- To do
a – Please reproduce the passage of the smart meter article word for word, starting with "Many legislators have" and going on through "meters is worldwide.".
b – Summarize the smart meter article in two sentences.

- Document passage
By B.N. Frank
American utility companies have received BILLIONS in federal stimulus money to install “Smart” Meters – electric, gas, and water. Approximately 57% of Americans now have them and utilities plan to install millions more because these meters are extremely profitable. “Smart” Meters are 2-way wireless transmitting which allows utilities to collect minute-by-minute customer usage data which they can analyze in order to market more products and services to customers as well as sell to 3rd parties (see 1, 2). Utilities may also remotely turn off services and ration customer usage with these meters.
Because these meters are 2-way wireless transmitting, they create high levels of harmful electromagnetic radiation (see 1, 2, 3). This has led to numerous reports about health issues in people and animals after these meters have been installed (see 1, 2, 3, 4, 5, 6, 7, 8, 9, 10). A growing number of Americans want traditional analog meters – not “Smart” Meters or digital meters with the RF turned off.
Many utilities now allow customers to “opt out” because of all the complaints and lawsuits. Duke Energy customers in North Carolina do NOT have to pay opt-out fees if they provide medical statements specifying that the meters’ radiation emissions will make them sick.
In 2020, a Maine resident filed a discrimination lawsuit against his utility company for not waiving the opt-out fee even though he has cancer. Recently a judge ruled that the case may proceed.
Judge allows CMP discrimination case to proceed
A Bowdoinham man diagnosed with cancer claims CMP is discriminating against him by not waiving smart meter opt-out fees
A judge has denied Central Maine Power’s motion to dismiss a disability and discrimination case over smart meters, allowing it to proceed in court.
Ed Friedman, of Bowdoinham, filed the suit in July 2020, claiming CMP was discriminating against people whose conditions may be worsened by the radiation emitted from smart meters by charging a fee to opt out of them and use an analog meter instead. Friedman’s lawyers say he has lymphoplasmacytic lymphoma, an incurable form of cancer, and that his doctor recommends he shouldn’t be exposed to any excess radiation in his home.
The suit was filed under the Americans with Disabilities Act, the Fair Housing Act and the Rehabilitation Act of 1973. The FHA protects against discrimination in housing services, and the Rehab Act prohibits discrimination by recipients of federal funding. CMP received $96 million from the federal government for its smart meter project.
CMP said the lawsuit should be dismissed because Friedman did not sufficiently allege discrimination, that he couldn’t relitigate the PUC’s determination that smart meters are safe from 2016 and that an opt-out fee is a valid policy the PUC requires CMP to implement. CMP also argues its opt-out fee isn’t discriminatory because it charges the same amount to everyone.
Judge Jon Levy struck down CMP’s motion to dismiss on Wednesday, writing, “if Friedman’s factual allegations are true—as I must assume on a motion to dismiss—then CMP’s refusal to waive the opt-out fee may constitute discrimination under all three statutes.”
Many legislators have taken action against “Smart” Meters for various reasons (see 1, 2, 3). Online documentary, Take Back Your Power, provides more despicable details. Opposition to these meters is worldwide.

- Data listing
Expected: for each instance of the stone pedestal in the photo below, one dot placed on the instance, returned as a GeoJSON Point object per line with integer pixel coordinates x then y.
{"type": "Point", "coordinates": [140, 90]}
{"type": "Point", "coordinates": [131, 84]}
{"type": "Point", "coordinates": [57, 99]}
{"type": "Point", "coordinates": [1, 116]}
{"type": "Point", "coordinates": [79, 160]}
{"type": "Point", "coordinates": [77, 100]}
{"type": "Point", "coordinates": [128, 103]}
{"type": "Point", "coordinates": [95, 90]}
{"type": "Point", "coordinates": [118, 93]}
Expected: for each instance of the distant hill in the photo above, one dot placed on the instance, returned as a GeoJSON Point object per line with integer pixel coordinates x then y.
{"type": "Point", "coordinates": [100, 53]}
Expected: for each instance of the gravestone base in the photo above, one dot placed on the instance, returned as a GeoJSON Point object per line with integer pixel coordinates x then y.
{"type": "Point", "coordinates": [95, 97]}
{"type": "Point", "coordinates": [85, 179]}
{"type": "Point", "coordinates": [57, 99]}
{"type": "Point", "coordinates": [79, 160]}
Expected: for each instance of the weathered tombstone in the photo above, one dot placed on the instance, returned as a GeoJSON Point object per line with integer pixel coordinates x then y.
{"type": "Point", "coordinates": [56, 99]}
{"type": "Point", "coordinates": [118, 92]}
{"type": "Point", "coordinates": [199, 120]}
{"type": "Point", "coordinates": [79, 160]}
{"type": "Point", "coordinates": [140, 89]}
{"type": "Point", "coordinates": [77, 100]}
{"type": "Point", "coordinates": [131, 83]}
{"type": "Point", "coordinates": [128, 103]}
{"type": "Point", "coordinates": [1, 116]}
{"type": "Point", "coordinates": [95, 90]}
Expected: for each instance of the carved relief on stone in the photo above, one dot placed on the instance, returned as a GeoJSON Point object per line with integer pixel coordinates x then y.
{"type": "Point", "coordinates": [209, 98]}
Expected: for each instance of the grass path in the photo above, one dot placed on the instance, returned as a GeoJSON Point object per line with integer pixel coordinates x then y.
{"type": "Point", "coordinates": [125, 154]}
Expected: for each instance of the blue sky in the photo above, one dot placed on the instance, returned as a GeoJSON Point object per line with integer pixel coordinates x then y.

- Results in order
a –
Many legislators have taken action against “Smart” Meters for various reasons (see 1, 2, 3). Online documentary, Take Back Your Power, provides more despicable details. Opposition to these meters is worldwide.

b – American utilities have installed "Smart" Meters for about 57% of Americans, and the article says these wireless meters create harmful radiation, so many utilities now let customers opt out. A Bowdoinham, Maine man with cancer sued Central Maine Power for not waiving its opt-out fee, and a judge denied the company's motion to dismiss, allowing the case to proceed.